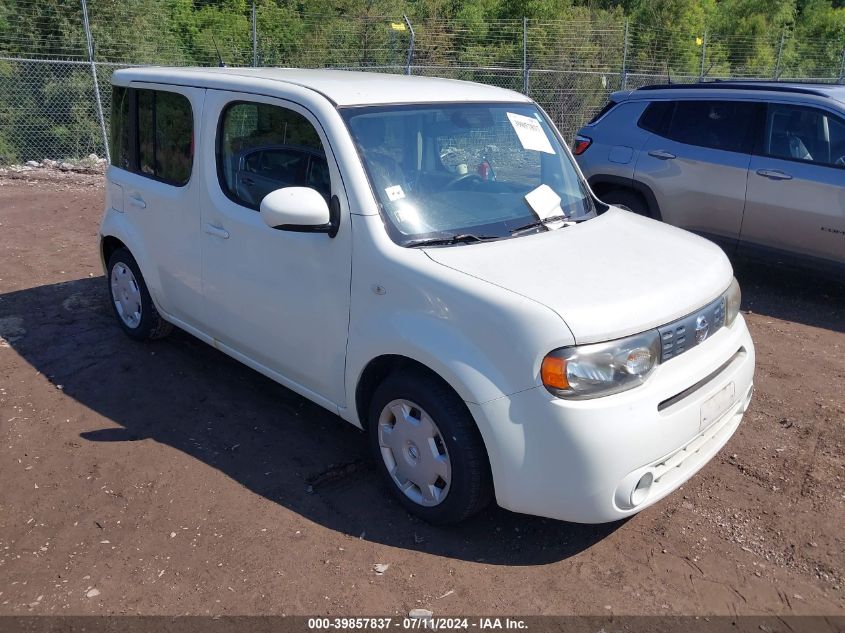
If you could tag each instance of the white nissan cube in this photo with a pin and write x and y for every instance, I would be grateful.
(423, 258)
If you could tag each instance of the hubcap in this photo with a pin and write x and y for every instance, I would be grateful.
(414, 452)
(126, 295)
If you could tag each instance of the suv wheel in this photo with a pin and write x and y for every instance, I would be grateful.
(628, 200)
(131, 300)
(428, 449)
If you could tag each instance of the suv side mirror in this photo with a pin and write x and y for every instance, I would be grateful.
(300, 209)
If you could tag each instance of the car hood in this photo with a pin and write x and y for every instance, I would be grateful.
(614, 275)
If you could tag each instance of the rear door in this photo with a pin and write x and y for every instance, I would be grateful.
(696, 163)
(796, 186)
(278, 298)
(155, 184)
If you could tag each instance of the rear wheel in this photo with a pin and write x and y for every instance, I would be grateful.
(428, 449)
(628, 200)
(131, 300)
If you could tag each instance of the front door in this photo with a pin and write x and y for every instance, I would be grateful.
(279, 298)
(796, 185)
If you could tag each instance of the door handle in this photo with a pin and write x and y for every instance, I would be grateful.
(662, 154)
(137, 201)
(216, 231)
(773, 174)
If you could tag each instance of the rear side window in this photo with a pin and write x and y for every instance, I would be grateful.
(262, 147)
(152, 134)
(724, 125)
(805, 134)
(656, 117)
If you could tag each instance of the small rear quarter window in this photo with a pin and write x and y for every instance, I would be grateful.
(607, 108)
(656, 117)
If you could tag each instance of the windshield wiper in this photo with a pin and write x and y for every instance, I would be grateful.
(460, 238)
(538, 223)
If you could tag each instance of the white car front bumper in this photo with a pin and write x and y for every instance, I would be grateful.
(582, 460)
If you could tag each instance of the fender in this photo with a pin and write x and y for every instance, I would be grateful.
(468, 369)
(598, 180)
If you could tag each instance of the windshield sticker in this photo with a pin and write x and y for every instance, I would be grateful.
(394, 193)
(530, 133)
(545, 203)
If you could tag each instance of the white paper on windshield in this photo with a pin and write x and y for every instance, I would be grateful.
(394, 193)
(530, 133)
(544, 202)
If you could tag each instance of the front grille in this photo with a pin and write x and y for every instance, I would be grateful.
(687, 332)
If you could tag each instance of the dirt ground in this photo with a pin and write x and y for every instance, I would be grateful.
(169, 479)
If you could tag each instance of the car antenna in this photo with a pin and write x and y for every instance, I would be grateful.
(220, 61)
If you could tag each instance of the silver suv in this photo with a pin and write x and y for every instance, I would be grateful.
(758, 167)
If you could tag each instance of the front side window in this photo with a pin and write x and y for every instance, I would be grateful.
(724, 125)
(262, 147)
(800, 133)
(451, 170)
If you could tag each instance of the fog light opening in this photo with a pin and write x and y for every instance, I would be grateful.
(641, 490)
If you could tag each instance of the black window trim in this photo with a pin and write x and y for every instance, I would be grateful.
(134, 146)
(759, 141)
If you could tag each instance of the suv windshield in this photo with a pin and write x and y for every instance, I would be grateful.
(463, 171)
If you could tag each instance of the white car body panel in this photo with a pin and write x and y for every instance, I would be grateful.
(623, 262)
(481, 316)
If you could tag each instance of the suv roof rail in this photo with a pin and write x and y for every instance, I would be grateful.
(769, 86)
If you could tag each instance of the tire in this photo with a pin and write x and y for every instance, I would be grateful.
(628, 200)
(127, 290)
(466, 487)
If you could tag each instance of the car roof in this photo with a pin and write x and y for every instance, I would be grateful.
(735, 88)
(342, 87)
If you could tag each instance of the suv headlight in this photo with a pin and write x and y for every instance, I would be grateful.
(590, 371)
(733, 297)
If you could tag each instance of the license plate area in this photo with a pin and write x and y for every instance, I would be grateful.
(716, 405)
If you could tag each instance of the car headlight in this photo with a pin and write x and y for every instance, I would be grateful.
(733, 297)
(600, 369)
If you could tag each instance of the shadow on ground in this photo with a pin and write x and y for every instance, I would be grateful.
(792, 295)
(185, 394)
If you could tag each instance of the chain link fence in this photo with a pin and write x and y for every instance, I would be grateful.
(57, 57)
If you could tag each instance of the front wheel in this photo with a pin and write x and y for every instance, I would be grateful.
(428, 449)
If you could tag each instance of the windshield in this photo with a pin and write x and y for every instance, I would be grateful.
(466, 170)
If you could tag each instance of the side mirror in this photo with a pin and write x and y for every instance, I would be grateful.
(300, 209)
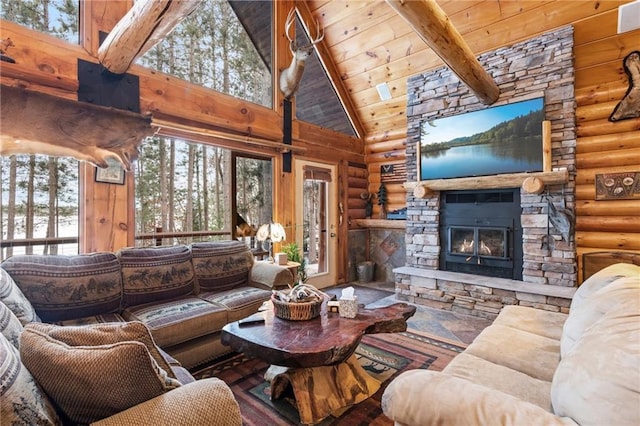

PROBLEM: Arrange every line of the records above as a Markdown table with a column named No. for the row number and a column named Entry for the line itself, skipping blank lines. Leave the pictures out.

EXPECTED OUTPUT:
| No. | Entry |
|---|---|
| 1 | If you could tag each instance of the white nissan cube in this photo with a pin and write x and y for every instance, I would be grateful. |
| 2 | (423, 258) |
| 3 | If you could tag each instance of the hubcap in this photo with a pin and write x and y for every instance, I would be grateful. |
| 4 | (414, 452) |
| 5 | (126, 295) |
| 6 | If you could tag each instance of the suv wheel in this photo with a pin and write x and y for every instance, I would be grateful. |
| 7 | (628, 200) |
| 8 | (131, 300) |
| 9 | (428, 449) |
| 10 | If you could tag each instance of the suv side mirror in this photo with a pin and write x and y for every instance, I would be grateful. |
| 11 | (300, 209) |
| 12 | If you could tag each instance of the car hood in this photo with a pin and write x and y for every instance, I would be grateful. |
| 13 | (614, 275) |
| 14 | If you could tag each instance of the rear door in this photo with a pin and write x and y for every instance, I would be grateful. |
| 15 | (696, 163) |
| 16 | (796, 186) |
| 17 | (278, 298) |
| 18 | (155, 184) |
| 19 | If you could tag each instance of the rear wheel in this photo with a pin and write x and y for every instance, I would be grateful. |
| 20 | (428, 449) |
| 21 | (628, 200) |
| 22 | (131, 300) |
| 23 | If you could tag each instance of the front door in this photo with a pin and write x and y for every instance, I would be grateful. |
| 24 | (279, 298) |
| 25 | (796, 185) |
| 26 | If you could tag each instance of the door handle in this photo with a pin and write x and y for every instance, I would be grateful. |
| 27 | (662, 154) |
| 28 | (137, 201) |
| 29 | (216, 231) |
| 30 | (773, 174) |
| 31 | If you could tag each instance of the rear side window in this photo with a pin and write x and y for every instance, I would be grateful. |
| 32 | (262, 147) |
| 33 | (152, 134) |
| 34 | (724, 125) |
| 35 | (805, 134) |
| 36 | (656, 117) |
| 37 | If you could tag each instance of the small rear quarter window in this photo with a pin and write x and y for every instance, I would be grateful. |
| 38 | (607, 108) |
| 39 | (656, 117) |
| 40 | If you could tag each instance of the windshield wiper in this photo with a pin and write x and y for every instance, I would be grateful. |
| 41 | (460, 238) |
| 42 | (538, 223) |
| 43 | If you could tag each instance of the white car front bumper in this photo with a pin and write x and y for every instance, I would be grateful. |
| 44 | (582, 460) |
| 45 | If you could tag each instance of the fender in this photo with a pin and write x and y for every instance, I would be grateful. |
| 46 | (468, 369) |
| 47 | (598, 180) |
| 48 | If you could tag each instance of the windshield sticker in this photo with a pin and write x and y for every instance, I would be grateful. |
| 49 | (394, 193) |
| 50 | (530, 133) |
| 51 | (545, 203) |
| 52 | If you could tag each instance of the white paper on windshield in this photo with a pin and write x and y for every instance, I would be grateful. |
| 53 | (394, 193) |
| 54 | (530, 133) |
| 55 | (544, 202) |
| 56 | If you could tag each instance of the front grille in this photo with a pin and write x and y for every instance, I would be grateful. |
| 57 | (687, 332) |
| 58 | If you could tag each instance of the dirt ground in this photo with a pin and write x and y for every instance, I would be grateful. |
| 59 | (169, 479) |
| 60 | If you could tag each instance of the car antenna in this photo with a pin and write x and y for every instance, I would be grateful. |
| 61 | (220, 61) |
| 62 | If you could tag each instance of the silver suv in this photo with a pin and write x and y for every instance, I would be grateful. |
| 63 | (758, 167) |
| 64 | If you could tag each instance of the front side window in this photo with a pin and write x and y for every instance, I would be grateful. |
| 65 | (724, 125) |
| 66 | (262, 147) |
| 67 | (800, 133) |
| 68 | (451, 170) |
| 69 | If you could tag each instance of the fog light opening in this photo with a pin and write x and y for every instance, I would be grateful. |
| 70 | (641, 490) |
| 71 | If you could tag each instance of the black window trim in this photo with a pin and write x and y for every instance, I would be grateful. |
| 72 | (134, 146) |
| 73 | (759, 141) |
| 74 | If you could tag each instance of the suv windshield in this photo with a pin and write x and y for every instance, I would be grateful. |
| 75 | (463, 171) |
| 76 | If you could tag each instance of the white car body panel in this photo with a pin and write x and y for every instance, I would be grateful. |
| 77 | (623, 262) |
| 78 | (481, 316) |
| 79 | If you could tag each instance of the suv roof rail in this photo with a pin and write x and y for every instance, I would be grateful. |
| 80 | (769, 86) |
| 81 | If you could tag each instance of the tire in this photo with a pin and write x and y for every instance, I would be grateful. |
| 82 | (628, 200) |
| 83 | (127, 290) |
| 84 | (466, 487) |
| 85 | If you could tag each instance of the car roof in this photo with a pin and write x and y for every instance, I would be grateful. |
| 86 | (735, 88) |
| 87 | (342, 87) |
| 88 | If you could tag each instance of the suv headlight in this photo with a pin and write x and y for every instance, I would be grateful. |
| 89 | (590, 371) |
| 90 | (733, 297) |
| 91 | If you could tag each instance of the license plate area in this photo with a pin and write x and y for every instance, I would be grateful. |
| 92 | (716, 405) |
| 93 | If you could tag each instance of the car headlight in this photo with a pin and write x and y for every instance, I would be grateful. |
| 94 | (733, 297) |
| 95 | (600, 369) |
| 96 | If you could tag each instance of the shadow on ground in this photo with a pin and write x and y for every instance, I would be grateful. |
| 97 | (792, 295) |
| 98 | (185, 394) |
| 99 | If you could tag each instance of the chain link fence in this photo with a pin and write x and y for every instance, I would be grateful. |
| 100 | (57, 57) |
| 101 | If you could tag each instance of the front wheel in this photo with a pin and write x and y for every instance, I would be grateful. |
| 102 | (428, 449) |
| 103 | If you could tag each instance of the windshield in this photo with a pin and write x and y for every instance, I would be grateful. |
| 104 | (466, 170) |
| 105 | If you could tag each instance of the side mirror in this photo with a pin and write x and y for every instance, I would be grateful. |
| 106 | (300, 209) |